### To do
Scan the data. Collect each line that contains the word "rough".

Region pointing data:

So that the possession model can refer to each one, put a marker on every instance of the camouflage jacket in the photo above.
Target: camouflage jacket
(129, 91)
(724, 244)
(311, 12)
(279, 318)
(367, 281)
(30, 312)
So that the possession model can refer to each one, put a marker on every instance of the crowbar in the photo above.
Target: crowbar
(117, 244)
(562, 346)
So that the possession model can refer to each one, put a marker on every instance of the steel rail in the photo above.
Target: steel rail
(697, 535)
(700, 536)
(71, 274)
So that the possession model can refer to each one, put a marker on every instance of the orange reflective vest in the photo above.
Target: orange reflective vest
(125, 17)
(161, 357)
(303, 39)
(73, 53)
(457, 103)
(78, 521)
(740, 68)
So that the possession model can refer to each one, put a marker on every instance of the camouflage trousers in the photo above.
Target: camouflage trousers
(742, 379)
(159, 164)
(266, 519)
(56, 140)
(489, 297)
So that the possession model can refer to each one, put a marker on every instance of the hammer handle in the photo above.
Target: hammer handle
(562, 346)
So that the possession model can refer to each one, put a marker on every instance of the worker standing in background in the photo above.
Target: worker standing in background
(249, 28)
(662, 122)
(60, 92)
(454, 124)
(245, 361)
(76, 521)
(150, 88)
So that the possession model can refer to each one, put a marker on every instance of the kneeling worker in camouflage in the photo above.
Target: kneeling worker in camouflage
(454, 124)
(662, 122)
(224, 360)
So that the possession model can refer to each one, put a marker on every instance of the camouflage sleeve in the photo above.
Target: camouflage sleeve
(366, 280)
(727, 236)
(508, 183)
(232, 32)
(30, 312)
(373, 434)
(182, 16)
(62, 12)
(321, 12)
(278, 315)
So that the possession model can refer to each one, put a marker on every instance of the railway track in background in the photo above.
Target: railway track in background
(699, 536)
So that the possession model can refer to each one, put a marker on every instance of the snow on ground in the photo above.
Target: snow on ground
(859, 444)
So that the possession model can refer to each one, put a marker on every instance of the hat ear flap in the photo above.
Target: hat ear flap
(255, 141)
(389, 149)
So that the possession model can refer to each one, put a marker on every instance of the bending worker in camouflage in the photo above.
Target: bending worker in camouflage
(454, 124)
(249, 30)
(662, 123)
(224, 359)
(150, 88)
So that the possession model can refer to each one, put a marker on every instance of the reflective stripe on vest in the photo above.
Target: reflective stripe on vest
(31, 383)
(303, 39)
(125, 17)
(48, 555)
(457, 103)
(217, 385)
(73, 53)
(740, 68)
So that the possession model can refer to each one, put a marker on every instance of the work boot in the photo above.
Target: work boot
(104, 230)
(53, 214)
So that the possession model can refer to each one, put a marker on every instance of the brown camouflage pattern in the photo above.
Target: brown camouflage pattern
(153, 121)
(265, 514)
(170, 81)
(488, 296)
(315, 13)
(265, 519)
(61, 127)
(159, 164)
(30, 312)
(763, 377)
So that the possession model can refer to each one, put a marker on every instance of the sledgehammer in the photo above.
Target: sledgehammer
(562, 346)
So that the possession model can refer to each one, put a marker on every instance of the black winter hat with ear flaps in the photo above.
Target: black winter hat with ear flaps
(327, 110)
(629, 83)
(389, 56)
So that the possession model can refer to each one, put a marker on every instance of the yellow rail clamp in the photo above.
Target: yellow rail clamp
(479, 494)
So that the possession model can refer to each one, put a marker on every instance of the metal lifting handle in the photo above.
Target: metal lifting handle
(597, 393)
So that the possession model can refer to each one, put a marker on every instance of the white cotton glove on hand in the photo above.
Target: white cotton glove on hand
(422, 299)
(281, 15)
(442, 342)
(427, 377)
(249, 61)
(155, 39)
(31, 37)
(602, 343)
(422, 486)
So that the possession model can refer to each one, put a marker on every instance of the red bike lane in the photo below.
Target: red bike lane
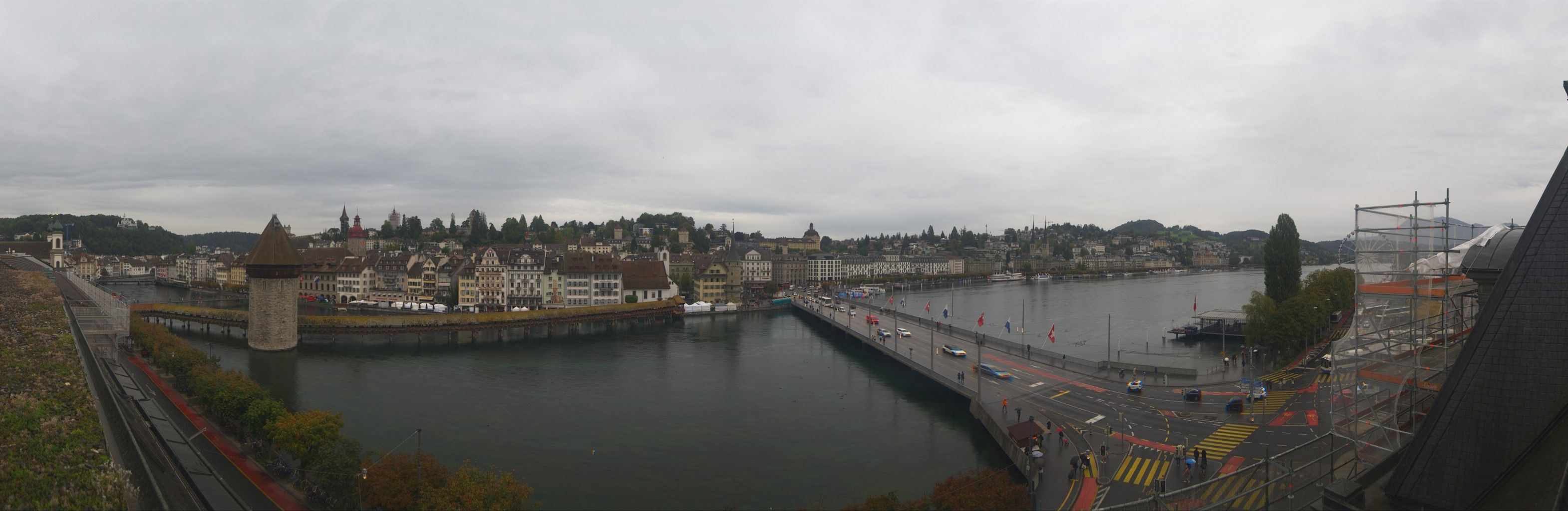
(231, 452)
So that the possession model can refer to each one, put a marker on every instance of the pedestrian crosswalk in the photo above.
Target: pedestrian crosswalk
(1144, 471)
(1280, 377)
(1225, 440)
(1238, 493)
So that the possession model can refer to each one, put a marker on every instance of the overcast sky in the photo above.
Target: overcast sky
(861, 118)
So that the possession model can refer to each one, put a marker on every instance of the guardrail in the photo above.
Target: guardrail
(1291, 480)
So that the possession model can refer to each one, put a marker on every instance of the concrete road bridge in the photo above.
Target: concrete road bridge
(1133, 440)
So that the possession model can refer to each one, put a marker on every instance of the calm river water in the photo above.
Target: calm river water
(744, 411)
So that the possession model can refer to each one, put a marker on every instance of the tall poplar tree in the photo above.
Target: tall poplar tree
(1283, 260)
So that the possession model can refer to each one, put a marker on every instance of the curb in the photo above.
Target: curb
(269, 488)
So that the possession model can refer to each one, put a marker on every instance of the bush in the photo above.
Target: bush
(51, 443)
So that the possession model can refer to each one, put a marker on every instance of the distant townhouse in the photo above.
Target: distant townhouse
(789, 268)
(491, 279)
(715, 281)
(592, 279)
(646, 281)
(526, 279)
(468, 287)
(756, 265)
(391, 279)
(824, 268)
(857, 265)
(553, 284)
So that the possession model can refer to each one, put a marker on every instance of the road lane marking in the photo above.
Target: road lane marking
(1046, 375)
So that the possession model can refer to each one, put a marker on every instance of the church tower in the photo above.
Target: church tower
(356, 239)
(274, 275)
(57, 247)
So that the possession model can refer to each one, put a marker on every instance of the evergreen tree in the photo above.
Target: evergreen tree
(1283, 260)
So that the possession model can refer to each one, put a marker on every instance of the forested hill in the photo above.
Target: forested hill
(237, 242)
(99, 234)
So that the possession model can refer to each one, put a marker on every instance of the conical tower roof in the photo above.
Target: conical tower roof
(274, 250)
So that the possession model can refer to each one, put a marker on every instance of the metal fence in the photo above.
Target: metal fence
(98, 312)
(1291, 480)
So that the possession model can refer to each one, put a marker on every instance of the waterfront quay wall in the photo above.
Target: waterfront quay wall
(386, 325)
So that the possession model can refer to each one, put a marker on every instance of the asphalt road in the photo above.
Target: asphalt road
(1148, 427)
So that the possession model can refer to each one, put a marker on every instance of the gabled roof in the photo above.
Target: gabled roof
(643, 275)
(274, 248)
(38, 250)
(1509, 386)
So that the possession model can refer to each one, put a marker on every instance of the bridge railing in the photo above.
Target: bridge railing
(98, 311)
(1010, 347)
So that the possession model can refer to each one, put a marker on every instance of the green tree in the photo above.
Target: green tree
(305, 435)
(263, 413)
(1283, 260)
(391, 482)
(512, 231)
(337, 474)
(471, 488)
(1259, 312)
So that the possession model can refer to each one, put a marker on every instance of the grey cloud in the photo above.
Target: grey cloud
(858, 117)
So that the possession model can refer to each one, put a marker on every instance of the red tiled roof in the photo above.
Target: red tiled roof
(643, 275)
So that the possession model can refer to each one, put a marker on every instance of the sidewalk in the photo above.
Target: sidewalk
(253, 473)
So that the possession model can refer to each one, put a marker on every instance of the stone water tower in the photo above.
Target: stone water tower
(274, 273)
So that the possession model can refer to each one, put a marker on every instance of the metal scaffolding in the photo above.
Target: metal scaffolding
(1413, 312)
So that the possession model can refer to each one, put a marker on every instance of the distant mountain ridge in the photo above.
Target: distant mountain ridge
(99, 234)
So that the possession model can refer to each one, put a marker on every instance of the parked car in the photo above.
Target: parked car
(988, 369)
(1235, 407)
(1258, 394)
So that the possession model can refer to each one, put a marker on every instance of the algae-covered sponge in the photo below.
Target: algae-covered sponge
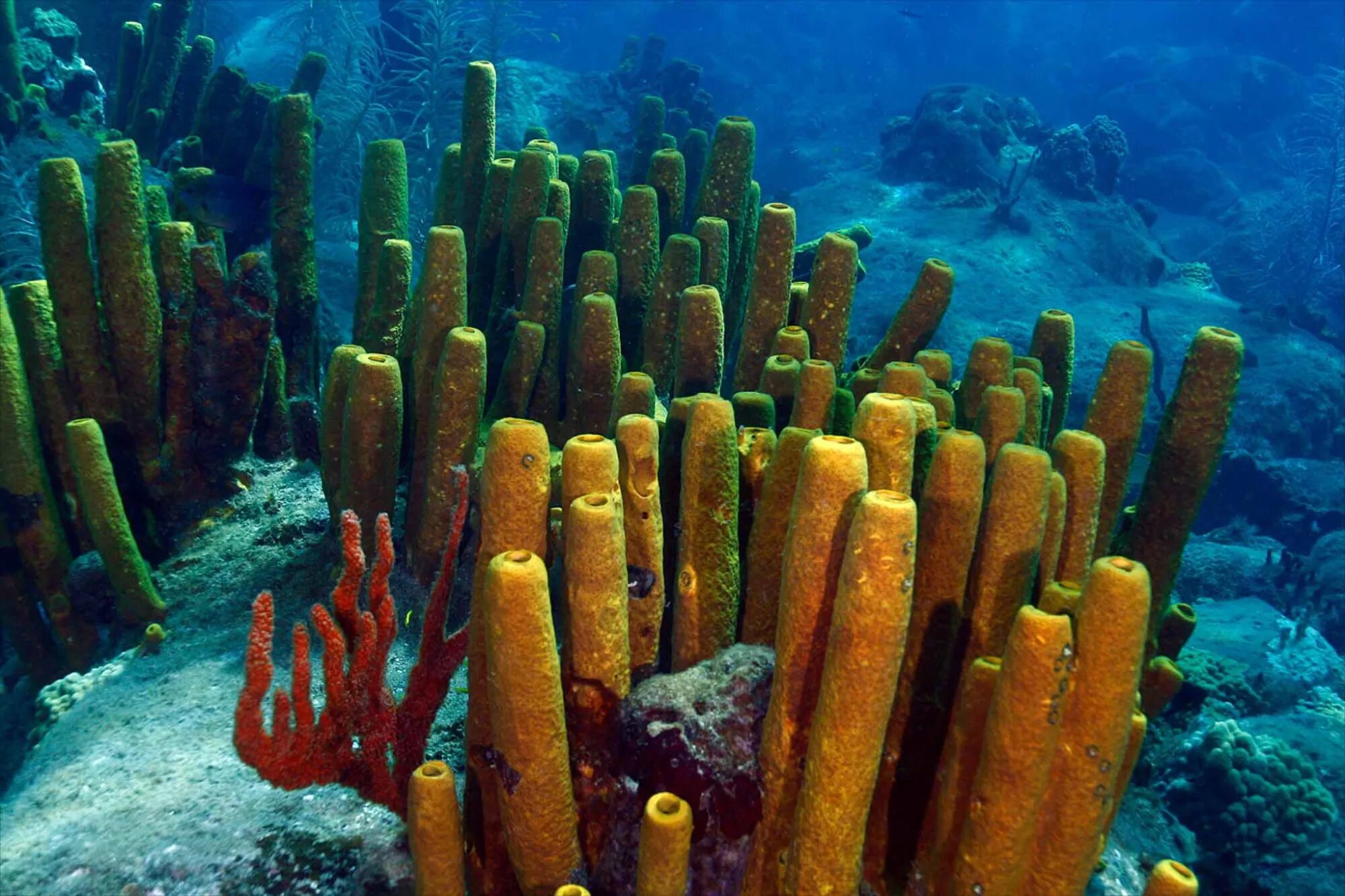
(1191, 440)
(705, 604)
(665, 846)
(1094, 727)
(919, 315)
(435, 831)
(832, 479)
(528, 721)
(1054, 345)
(769, 296)
(1023, 728)
(100, 499)
(642, 507)
(827, 311)
(1172, 879)
(859, 681)
(383, 217)
(130, 295)
(1117, 416)
(372, 439)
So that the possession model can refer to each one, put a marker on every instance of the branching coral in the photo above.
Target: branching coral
(350, 741)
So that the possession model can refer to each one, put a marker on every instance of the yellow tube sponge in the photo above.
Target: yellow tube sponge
(866, 646)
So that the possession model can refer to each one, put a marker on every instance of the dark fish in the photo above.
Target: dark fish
(229, 204)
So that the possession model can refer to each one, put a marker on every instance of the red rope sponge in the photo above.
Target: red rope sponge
(361, 721)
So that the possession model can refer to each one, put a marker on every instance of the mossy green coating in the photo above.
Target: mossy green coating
(40, 348)
(595, 366)
(727, 184)
(1186, 456)
(173, 244)
(919, 317)
(541, 303)
(740, 279)
(482, 261)
(638, 259)
(754, 409)
(598, 274)
(769, 299)
(130, 295)
(440, 304)
(231, 334)
(293, 243)
(696, 150)
(163, 57)
(221, 97)
(272, 436)
(699, 365)
(1054, 345)
(372, 439)
(100, 501)
(527, 346)
(32, 514)
(827, 311)
(478, 150)
(186, 95)
(649, 127)
(714, 235)
(634, 396)
(529, 189)
(668, 177)
(387, 322)
(131, 46)
(64, 224)
(332, 434)
(679, 270)
(449, 439)
(383, 216)
(705, 602)
(309, 75)
(595, 206)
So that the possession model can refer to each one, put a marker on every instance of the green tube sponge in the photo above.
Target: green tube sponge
(714, 235)
(827, 313)
(679, 270)
(450, 439)
(649, 127)
(372, 439)
(700, 342)
(595, 365)
(387, 321)
(478, 149)
(231, 335)
(24, 483)
(272, 436)
(173, 245)
(769, 299)
(638, 259)
(221, 97)
(130, 296)
(186, 95)
(383, 216)
(100, 501)
(668, 177)
(728, 181)
(128, 65)
(64, 224)
(163, 58)
(919, 315)
(332, 435)
(1191, 442)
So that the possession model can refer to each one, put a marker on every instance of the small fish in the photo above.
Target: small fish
(229, 204)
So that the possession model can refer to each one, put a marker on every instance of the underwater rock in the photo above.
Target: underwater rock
(695, 733)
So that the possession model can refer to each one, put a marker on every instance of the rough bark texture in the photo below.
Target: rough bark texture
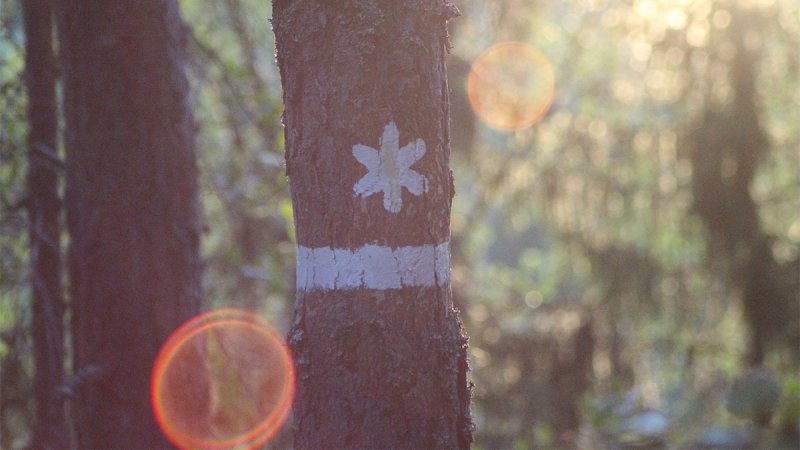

### The completed task
So that the possession model can refer to each one, put a marker on every instance of the rough bark texture in the photo below.
Target: rough bark texture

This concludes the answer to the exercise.